◆ THE TASK ◆
All entries, exactly as written, should be output again.

Natural-language object grounding data
───
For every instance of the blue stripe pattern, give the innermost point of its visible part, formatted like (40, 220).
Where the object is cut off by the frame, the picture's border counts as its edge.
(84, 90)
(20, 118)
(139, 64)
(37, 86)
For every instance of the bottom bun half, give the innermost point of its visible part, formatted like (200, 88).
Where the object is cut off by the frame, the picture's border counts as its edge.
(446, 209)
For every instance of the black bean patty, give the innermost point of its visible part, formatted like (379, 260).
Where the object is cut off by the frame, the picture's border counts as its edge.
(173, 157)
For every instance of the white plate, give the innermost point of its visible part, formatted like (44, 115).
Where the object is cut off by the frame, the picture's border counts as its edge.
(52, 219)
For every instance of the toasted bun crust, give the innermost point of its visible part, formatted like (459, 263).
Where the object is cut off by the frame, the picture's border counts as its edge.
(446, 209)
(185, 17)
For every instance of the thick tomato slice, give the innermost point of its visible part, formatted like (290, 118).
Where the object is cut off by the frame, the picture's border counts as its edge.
───
◆ WRITTEN ANSWER ◆
For every instance of the blue stripe pattern, give the innermost point of its visible part, formatted like (40, 220).
Where the object is cut off by the frame, the picture's border counts as its edge.
(84, 90)
(20, 118)
(139, 64)
(37, 86)
For every instance of the bottom bun half, give the innermost point of its visible part, formatted like (200, 88).
Where the object is cut off by the frame, the picture's border counts as its edge.
(446, 209)
For every instance of the black bean patty, give the innermost point of its visible part, formatted like (379, 260).
Where the object is cut off by the frame, the picture's border counts as its edge.
(173, 157)
For every instance of the white plate, give the innermost point of its visible part, formatted like (44, 115).
Where the object is cut off by the frame, the picture's border counts as its edge.
(52, 219)
For every instance of the toasted bun crust, give the innermost point of its visible part, formatted like (459, 263).
Where the object is cut off by the frame, the picture's border counts as its edge.
(446, 209)
(185, 17)
For every instance of the thick tomato slice, give the innermost point of its visible part, formatted like (290, 118).
Where the object is cut off by the frame, the picture's border counts as its edge.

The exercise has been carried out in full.